Segment Start: Selected extract

According to Harrison Henry, to list fornication and adultery as grounds on which employees could be sanctioned is in breach of the fundamental rights and freedoms guaranteed by the Jamaican Constitution.

"Someone who has been affected and may no longer be working there or someone employed to the hospital and is affected should go to court, but as public defender, I am prevented by law from taking any action," Harrison Henry told our news team as she responded to a request by some former employees for her to launch a probe into the matter.

The public defender pointed to the Charter of Fundamental Rights and Freedoms, Section Six which states: "No person shall be subjected to torture or inhuman or degrading punishment or other treatment."

 

CANNOT STAND IN COURT

 

Harrison Henry's view was supported by Queen's Counsel Lord Anthony Gifford, who argued that "dismissals on the ground of fornication and adultery cannot stand up in any court".

Pointing again to Section 13, subsections 1-3 of the Charter of Rights, Gifford said the hospital would be in breach of the rights so contained if employees were dismissed on the basis of fornication and adultery.

Last week, the hospital, in its first public comment since the matter broke, said it was committed to good governance and reserves the right to seek to uphold moral and ethical standards by which it is guided.

According to the administrators of the hospital, while they would not always be in a position to enforce these standards, it is strongly advocated that all employees be bound by them.

"Whilst the hospital intends to strictly enforce our policy, to date, most of our workers have respected our position and, as such, we have not had to address this as a concern," said the hospital in a release.

The hospital said it will continue to advocate that employees abide by the ethical standards by which it is guided, and that includes "the moral principles, rules and regulations as outlined by the Seventh-day Adventist Church".

The hospital was adamant that it would uphold its biblical stance on adultery and fornication.

It said the March 2015 letter was written to remind the workers of these principles and possible consequences if they were violated. This outlined what the hospital said was its effort to uphold high moral and ethical standards.

It argued that one way of upholding these standards was to sanction employees for lewd and lascivious behaviour, theft, murder, fornication and adultery.

Segment End: Selected extract

- Directions -
Answer the following from the news report on the hospital's policy.
1. Which section of the Charter of Fundamental Rights and Freedoms did the public defender point to?
2. Who supported Harrison Henry's view?
3. In what month and year was the letter reminding workers of the hospital's principles written?

Segment Start: Exercise data

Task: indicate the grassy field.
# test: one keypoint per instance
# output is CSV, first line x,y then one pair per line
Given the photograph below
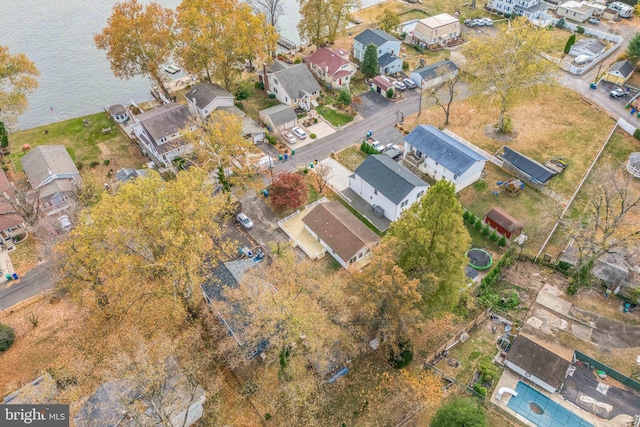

Segment End: Exercise data

- Result of this task -
1. Section Six
2. Queen's Counsel Lord Anthony Gifford
3. March 2015